Location
- 3816 N. Main St. Jacksonville, Florida USA

Information
- Type: Public/Magnet School
- Motto: Embrace the Past, Excel in the Present, Build for the Future
- Established: 1927
- Principal: Truitte Moreland
- Staff: 38.00 (FTE)
- Enrollment: 837 (2023-2024)
- Student to teacher ratio: 22.03
- Campus: Urban
- Colors: Red and white
- Mascot: Tiger
- Nickname: School of Advanced Technology
- Website: https://dcps.duvalschools.org/o/ajhs

= Andrew Jackson High School (Jacksonville) =

Andrew Jackson High School of Advanced Technology, A Dedicated Magnet School is the oldest fully accredited high school in Duval County, Florida. It is located just north of downtown Jacksonville on Main Street (U.S. Highway 17). It opened in 1927, the same year the city opened Robert E. Lee High School (now Riverside High School). It was originally an all-white school, but the school became integrated in 1970. It is named for U.S. President Andrew Jackson, an important figure in the history of Florida, after whom the city of Jacksonville is also named.

**Given instruction a**.
Return the passage of the school profile starting with "- Enrollment: 837" and going on through "is also named.".

(Records from a data collection)
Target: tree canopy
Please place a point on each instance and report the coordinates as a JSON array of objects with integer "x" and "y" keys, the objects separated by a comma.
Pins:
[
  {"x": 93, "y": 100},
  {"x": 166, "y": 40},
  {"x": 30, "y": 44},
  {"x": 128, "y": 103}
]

**Given instruction b**.
Change "tree canopy" to "treetop" throughout the rows of the data collection, and give those rows back with nothing else altered.

**Solution a**.
- Enrollment: 837 (2023-2024)
- Student to teacher ratio: 22.03
- Campus: Urban
- Colors: Red and white
- Mascot: Tiger
- Nickname: School of Advanced Technology
- Website: https://dcps.duvalschools.org/o/ajhs

= Andrew Jackson High School (Jacksonville) =

Andrew Jackson High School of Advanced Technology, A Dedicated Magnet School is the oldest fully accredited high school in Duval County, Florida. It is located just north of downtown Jacksonville on Main Street (U.S. Highway 17). It opened in 1927, the same year the city opened Robert E. Lee High School (now Riverside High School). It was originally an all-white school, but the school became integrated in 1970. It is named for U.S. President Andrew Jackson, an important figure in the history of Florida, after whom the city of Jacksonville is also named.

**Solution b**.
Target: treetop
Please place a point on each instance and report the coordinates as a JSON array of objects with integer "x" and "y" keys, the objects separated by a comma.
Pins:
[
  {"x": 93, "y": 100},
  {"x": 166, "y": 40},
  {"x": 30, "y": 44},
  {"x": 128, "y": 103}
]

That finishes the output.